== SHORT PROBLEM ==
Convert every line of the records below into a JSON list of strings, one string per line, skipping blank lines and leaving out the pictures.

━━━━━━━━━━━━━━━━━━━━

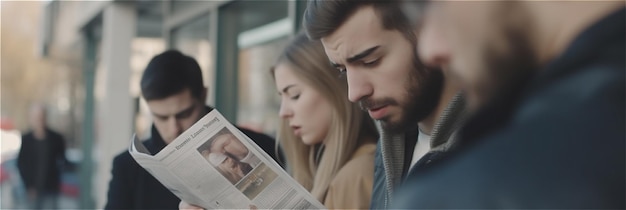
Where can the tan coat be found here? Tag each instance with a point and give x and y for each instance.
(352, 186)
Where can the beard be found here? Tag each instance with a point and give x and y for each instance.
(423, 91)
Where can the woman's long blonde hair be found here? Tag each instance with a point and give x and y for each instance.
(350, 127)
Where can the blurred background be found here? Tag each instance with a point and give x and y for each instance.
(84, 59)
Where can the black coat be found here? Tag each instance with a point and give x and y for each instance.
(48, 177)
(132, 187)
(559, 144)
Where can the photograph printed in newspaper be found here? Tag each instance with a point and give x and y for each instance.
(215, 166)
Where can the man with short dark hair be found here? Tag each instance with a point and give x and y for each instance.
(173, 88)
(416, 107)
(545, 81)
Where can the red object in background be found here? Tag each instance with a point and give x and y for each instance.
(6, 124)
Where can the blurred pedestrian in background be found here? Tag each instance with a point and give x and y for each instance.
(41, 160)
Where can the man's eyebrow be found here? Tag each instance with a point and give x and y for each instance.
(188, 109)
(285, 89)
(361, 55)
(158, 115)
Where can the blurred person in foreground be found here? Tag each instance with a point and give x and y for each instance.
(546, 84)
(173, 88)
(41, 160)
(329, 142)
(418, 109)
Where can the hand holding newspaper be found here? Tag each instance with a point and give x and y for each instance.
(215, 166)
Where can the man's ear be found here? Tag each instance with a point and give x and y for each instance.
(205, 93)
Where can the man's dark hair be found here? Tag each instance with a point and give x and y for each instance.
(323, 17)
(170, 73)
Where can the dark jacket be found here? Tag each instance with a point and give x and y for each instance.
(394, 152)
(132, 187)
(40, 161)
(560, 145)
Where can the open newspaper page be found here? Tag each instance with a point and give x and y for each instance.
(214, 165)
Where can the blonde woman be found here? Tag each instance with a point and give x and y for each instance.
(328, 141)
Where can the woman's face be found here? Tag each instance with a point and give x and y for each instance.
(304, 108)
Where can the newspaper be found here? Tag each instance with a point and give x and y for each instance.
(215, 166)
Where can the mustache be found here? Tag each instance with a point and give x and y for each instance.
(369, 103)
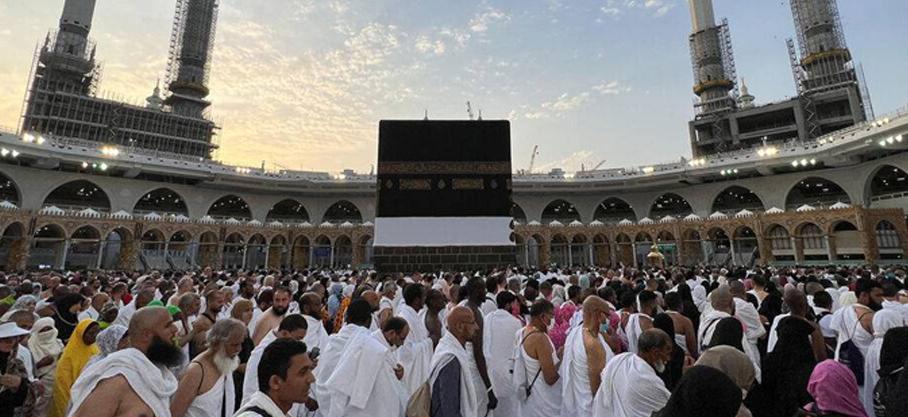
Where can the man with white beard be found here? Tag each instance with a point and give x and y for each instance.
(585, 356)
(416, 353)
(630, 386)
(499, 340)
(367, 383)
(206, 388)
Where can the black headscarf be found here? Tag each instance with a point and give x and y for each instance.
(703, 392)
(728, 332)
(675, 368)
(64, 320)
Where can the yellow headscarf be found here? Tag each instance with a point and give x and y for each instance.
(75, 356)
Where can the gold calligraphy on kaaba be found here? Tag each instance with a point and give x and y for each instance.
(467, 184)
(415, 184)
(445, 168)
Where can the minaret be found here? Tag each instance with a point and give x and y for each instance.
(712, 59)
(825, 57)
(746, 100)
(68, 56)
(190, 56)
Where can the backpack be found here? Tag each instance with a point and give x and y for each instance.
(850, 355)
(420, 404)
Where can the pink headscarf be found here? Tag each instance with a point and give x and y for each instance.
(834, 389)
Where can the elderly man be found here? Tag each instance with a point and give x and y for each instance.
(367, 382)
(585, 356)
(134, 381)
(630, 386)
(206, 388)
(451, 380)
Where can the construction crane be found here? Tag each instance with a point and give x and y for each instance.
(533, 159)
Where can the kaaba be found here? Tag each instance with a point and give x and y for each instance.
(444, 196)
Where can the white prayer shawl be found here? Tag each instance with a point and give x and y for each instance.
(364, 384)
(316, 336)
(330, 359)
(577, 399)
(747, 314)
(416, 353)
(251, 377)
(708, 326)
(152, 384)
(883, 321)
(633, 330)
(498, 345)
(545, 399)
(630, 388)
(448, 349)
(846, 324)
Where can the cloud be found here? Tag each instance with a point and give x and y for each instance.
(480, 23)
(571, 163)
(655, 8)
(427, 46)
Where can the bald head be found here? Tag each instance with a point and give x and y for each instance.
(372, 298)
(462, 324)
(722, 300)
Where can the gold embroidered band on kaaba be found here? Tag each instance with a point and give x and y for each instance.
(445, 168)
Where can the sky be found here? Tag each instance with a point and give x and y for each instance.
(302, 84)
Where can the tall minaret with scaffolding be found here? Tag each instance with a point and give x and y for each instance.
(825, 72)
(189, 66)
(712, 59)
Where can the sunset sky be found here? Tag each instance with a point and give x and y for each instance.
(302, 84)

━━━━━━━━━━━━━━━━━━━━

== OUTPUT FOR THIS EXERCISE ==
[
  "Where can the tan coat be found here? Tag each instance with a point and give x and y for each instance.",
  "(352, 186)",
  "Where can the beard be found here? Tag each instance with a point and give x and y for each instance.",
  "(423, 91)",
  "Where can the woman's long blonde hair be found here? Tag each instance with a point and give x and y for each instance.",
  "(350, 127)",
  "Where can the blurred background be found here? Tag each instance with a point and give x and y for each instance.",
  "(84, 59)",
  "Where can the black coat be found here? Tag each instance with a point and give x and y for each instance.",
  "(48, 177)",
  "(132, 187)",
  "(559, 144)",
  "Where can the photograph printed in newspaper be found here? Tag each instance with a point and give x and y for each instance.",
  "(215, 166)",
  "Where can the man with short dark hair be found here? Tag each instance with a point and give x and y for each instance.",
  "(173, 88)",
  "(416, 107)",
  "(545, 81)",
  "Where can the red object in background be found here? Tag each instance with a point and give x and y for each instance.",
  "(6, 124)",
  "Where can the blurred pedestrian in background be found here? Tag each instance with a point and give x and y for each instance.",
  "(41, 160)",
  "Where can the man's eyebrow be found here? Tag each instance with a point and give x and y for each instance.",
  "(188, 109)",
  "(285, 89)",
  "(361, 55)",
  "(158, 115)",
  "Where can the blurred person in foreground be found here? Tag each instance with a point and give x and y for each instance.",
  "(546, 84)",
  "(173, 88)",
  "(41, 160)",
  "(329, 142)",
  "(418, 109)",
  "Where can the hand holding newspaper be found here? Tag each instance with a point and give x and y for each instance.",
  "(215, 166)",
  "Where can the man's ear be found here? Tag each instance with a point and give x and y for each instance.",
  "(205, 93)",
  "Where can the man's dark hair be found here? Tag each instance with a point and give x and y for each instance.",
  "(323, 17)",
  "(170, 73)",
  "Where can the dark jacket be found here? Tag each instance with a point and give x and y for each instance.",
  "(394, 152)",
  "(132, 187)",
  "(40, 161)",
  "(560, 145)",
  "Where can the open newspaper page be found here? Tag each instance with a point and give x and y for each instance.",
  "(214, 165)",
  "Where can the blonde woman be found here? Tag each instance with a point and give x and y for each instance.",
  "(328, 141)",
  "Where can the woman's face be found here? Tag each instance with a point and give x and y for each instance.",
  "(304, 108)",
  "Where can the newspaper be found here? Tag each instance with a point and give x and y for each instance.",
  "(215, 166)",
  "Where can the mustache be found here? Tag each instance with a point and give x and y for each instance.",
  "(369, 103)",
  "Where can the man with white beard be found here? Tag each instance with a point and give x and y for each instance.",
  "(585, 356)",
  "(416, 353)",
  "(630, 386)",
  "(499, 340)",
  "(367, 383)",
  "(206, 388)",
  "Where can the black headscarf be found here? Tag each instance with a point and give x and y for each instance.",
  "(703, 392)",
  "(728, 332)",
  "(675, 368)",
  "(64, 320)",
  "Where can the yellow headscarf be found here? Tag each instance with a point and give x and y for each instance.",
  "(75, 356)",
  "Where can the gold calligraphy on kaaba be found here? Tag each instance with a point and give x and y for each instance.",
  "(467, 184)",
  "(415, 184)",
  "(445, 168)",
  "Where can the minaret be found here? Tag each instance with a point and give x and y for each instance.",
  "(712, 59)",
  "(825, 57)",
  "(746, 100)",
  "(68, 56)",
  "(190, 56)",
  "Where can the backpack be found here? Tag each instance with a point and give x and y for each instance.",
  "(850, 355)",
  "(420, 404)",
  "Where can the pink headscarf be found here? Tag each instance with a point and give x and y for each instance.",
  "(834, 389)",
  "Where can the elderly man be found here? Tag each instance with a point and give x and y for each instance.",
  "(367, 382)",
  "(585, 356)",
  "(134, 381)",
  "(630, 386)",
  "(206, 388)",
  "(451, 380)",
  "Where can the construction crane be found here? Tag each instance with a point and give x and y for each instance.",
  "(533, 159)",
  "Where can the kaaba be found here? Tag each instance with a point and give x and y for each instance.",
  "(444, 196)",
  "Where can the white prayer shawl be found here? Tag each instance with a point and give x and y for each instance.",
  "(364, 384)",
  "(316, 336)",
  "(330, 359)",
  "(577, 399)",
  "(747, 314)",
  "(416, 353)",
  "(251, 377)",
  "(708, 326)",
  "(152, 384)",
  "(883, 321)",
  "(633, 330)",
  "(498, 345)",
  "(545, 399)",
  "(630, 388)",
  "(448, 349)",
  "(846, 324)",
  "Where can the cloud be found here? Tag each instance with a point and give x and y for each instance.",
  "(480, 23)",
  "(571, 163)",
  "(655, 8)",
  "(427, 46)",
  "Where can the bald head be found here? Tag each instance with a point and give x and y for each instance.",
  "(372, 298)",
  "(462, 324)",
  "(722, 300)",
  "Where can the gold embroidered band on kaaba be found here? Tag each instance with a point and give x and y for each instance.",
  "(445, 168)",
  "Where can the sky be found here? Tag each instance with a point and give x and y for each instance.",
  "(302, 84)",
  "Where can the tall minaret with scaffolding be found here? Tag each instance with a point and give x and y for each instance.",
  "(825, 72)",
  "(189, 66)",
  "(712, 59)",
  "Where can the sunset sky be found here? Tag each instance with a point and give x and y for each instance.",
  "(302, 84)"
]